Pull out each line in the entries below that contains the string "shaped". Case matters.
START Information given
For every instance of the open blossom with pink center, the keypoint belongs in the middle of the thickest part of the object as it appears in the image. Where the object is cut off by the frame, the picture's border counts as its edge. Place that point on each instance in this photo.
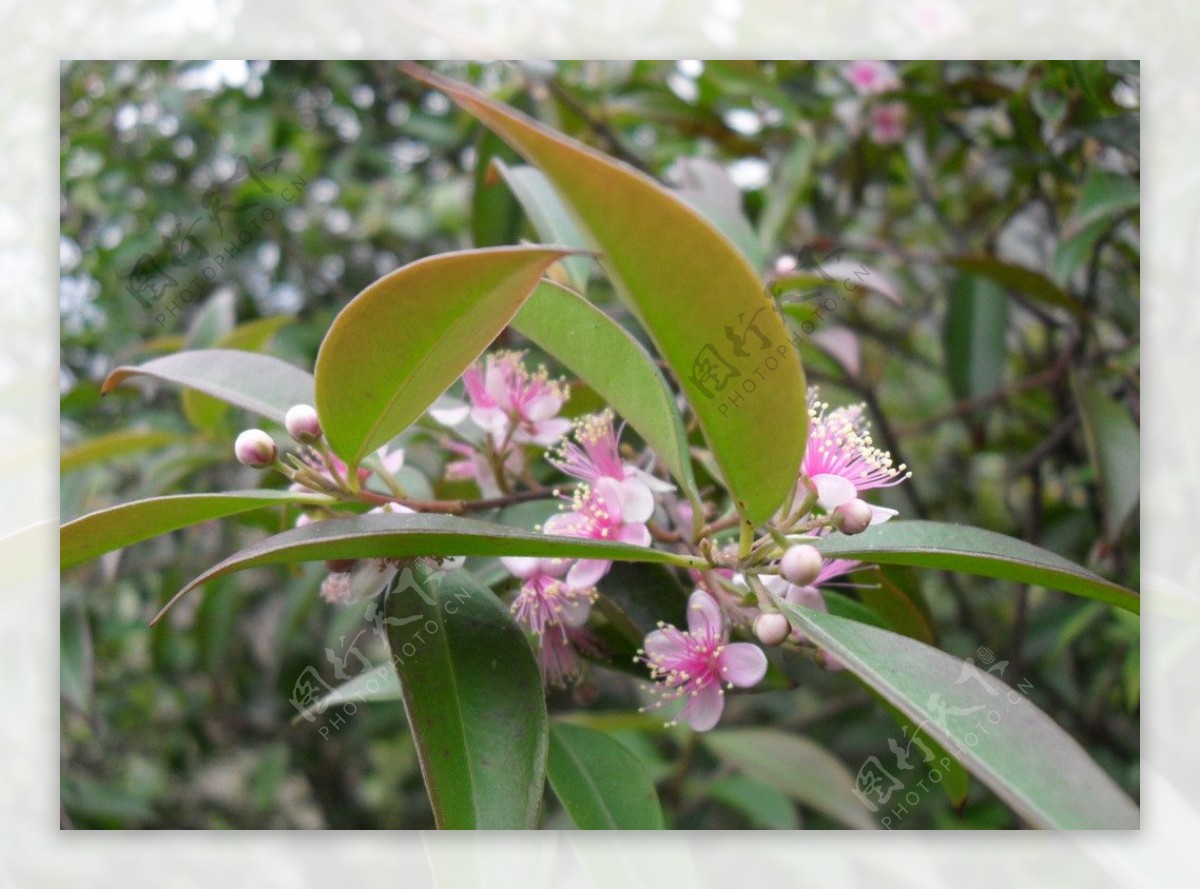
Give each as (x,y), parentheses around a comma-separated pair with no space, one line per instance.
(699,663)
(871,78)
(841,459)
(887,122)
(545,600)
(595,456)
(510,403)
(601,512)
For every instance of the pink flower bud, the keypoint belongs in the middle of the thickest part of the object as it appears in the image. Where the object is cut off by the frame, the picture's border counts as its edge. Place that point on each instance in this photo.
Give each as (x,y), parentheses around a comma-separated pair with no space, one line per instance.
(852,517)
(801,564)
(255,449)
(303,425)
(772,627)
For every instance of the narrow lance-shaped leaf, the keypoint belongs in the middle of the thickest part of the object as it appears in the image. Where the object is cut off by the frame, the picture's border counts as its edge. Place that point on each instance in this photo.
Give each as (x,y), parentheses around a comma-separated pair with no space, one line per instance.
(118,527)
(994,729)
(695,293)
(615,365)
(963,548)
(796,765)
(400,535)
(474,701)
(257,383)
(601,785)
(400,343)
(1114,445)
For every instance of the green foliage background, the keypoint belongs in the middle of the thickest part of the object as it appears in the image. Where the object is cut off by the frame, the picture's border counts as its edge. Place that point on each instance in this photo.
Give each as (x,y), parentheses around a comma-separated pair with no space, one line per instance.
(1012,395)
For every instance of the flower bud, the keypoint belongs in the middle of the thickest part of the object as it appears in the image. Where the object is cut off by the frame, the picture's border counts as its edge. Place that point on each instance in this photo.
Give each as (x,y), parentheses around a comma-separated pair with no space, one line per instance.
(303,425)
(255,449)
(801,564)
(772,627)
(852,517)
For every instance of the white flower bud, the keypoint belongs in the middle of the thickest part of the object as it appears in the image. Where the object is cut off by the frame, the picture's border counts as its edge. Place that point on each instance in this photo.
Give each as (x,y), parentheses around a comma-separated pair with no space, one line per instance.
(852,517)
(801,564)
(255,449)
(303,424)
(772,627)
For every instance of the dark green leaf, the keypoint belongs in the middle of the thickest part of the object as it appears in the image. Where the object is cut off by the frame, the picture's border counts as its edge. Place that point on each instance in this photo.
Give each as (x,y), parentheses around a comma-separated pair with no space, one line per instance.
(474,702)
(963,548)
(1020,753)
(601,785)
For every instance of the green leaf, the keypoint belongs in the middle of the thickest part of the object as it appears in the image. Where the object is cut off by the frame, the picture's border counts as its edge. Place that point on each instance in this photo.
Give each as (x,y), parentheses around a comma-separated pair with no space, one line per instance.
(964,548)
(601,785)
(379,684)
(973,336)
(549,215)
(111,529)
(1114,445)
(761,803)
(207,413)
(707,187)
(1021,755)
(400,343)
(399,535)
(113,445)
(257,383)
(615,365)
(687,283)
(1020,280)
(474,702)
(1104,196)
(796,765)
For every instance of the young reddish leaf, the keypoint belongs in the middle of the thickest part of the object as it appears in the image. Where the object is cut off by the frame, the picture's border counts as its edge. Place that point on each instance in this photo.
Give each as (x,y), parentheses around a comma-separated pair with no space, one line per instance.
(695,293)
(400,343)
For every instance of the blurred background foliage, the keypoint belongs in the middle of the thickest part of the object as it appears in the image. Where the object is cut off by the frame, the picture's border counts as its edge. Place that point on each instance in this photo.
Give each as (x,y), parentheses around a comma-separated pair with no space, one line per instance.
(988,209)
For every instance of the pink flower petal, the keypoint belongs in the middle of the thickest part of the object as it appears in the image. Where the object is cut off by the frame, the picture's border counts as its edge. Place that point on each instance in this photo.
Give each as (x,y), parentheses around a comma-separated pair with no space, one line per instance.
(833,491)
(743,665)
(521,566)
(669,647)
(705,619)
(635,533)
(636,500)
(703,710)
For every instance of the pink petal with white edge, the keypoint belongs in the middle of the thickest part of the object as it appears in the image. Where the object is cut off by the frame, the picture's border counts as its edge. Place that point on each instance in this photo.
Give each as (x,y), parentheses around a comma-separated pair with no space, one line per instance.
(833,491)
(881,515)
(636,500)
(703,710)
(450,416)
(635,533)
(587,572)
(705,619)
(669,647)
(743,665)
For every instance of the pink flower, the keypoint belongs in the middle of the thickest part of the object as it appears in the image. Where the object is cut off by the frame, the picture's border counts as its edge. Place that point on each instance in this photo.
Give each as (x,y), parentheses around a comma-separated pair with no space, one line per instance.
(545,601)
(887,125)
(871,78)
(595,456)
(601,512)
(841,459)
(693,665)
(511,404)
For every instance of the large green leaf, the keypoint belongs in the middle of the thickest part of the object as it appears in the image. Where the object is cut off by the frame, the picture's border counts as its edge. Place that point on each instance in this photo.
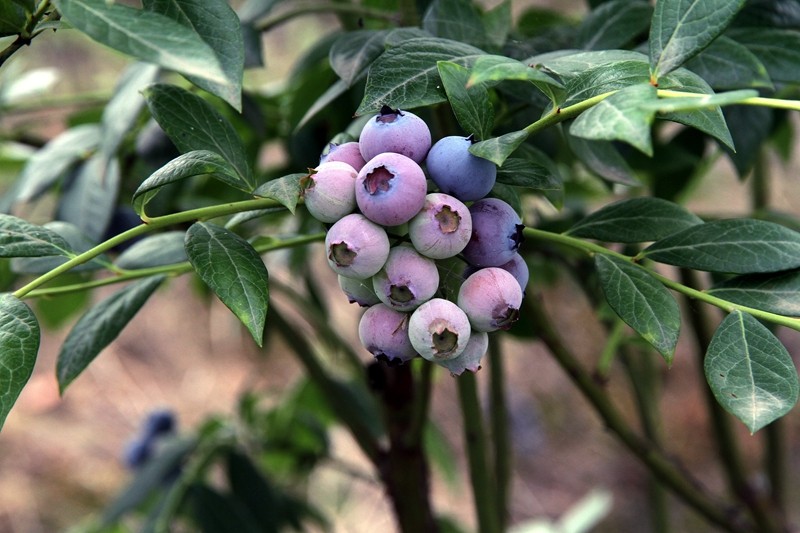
END Information given
### Final result
For every instance of the narrow lance-shaped leaf, the keypoint belongs in the middle of the thickest part of the object as it appears in the image. Where the object is cut off by the frame, the picture's border counts as its edge. Place that point on each instance in this photo.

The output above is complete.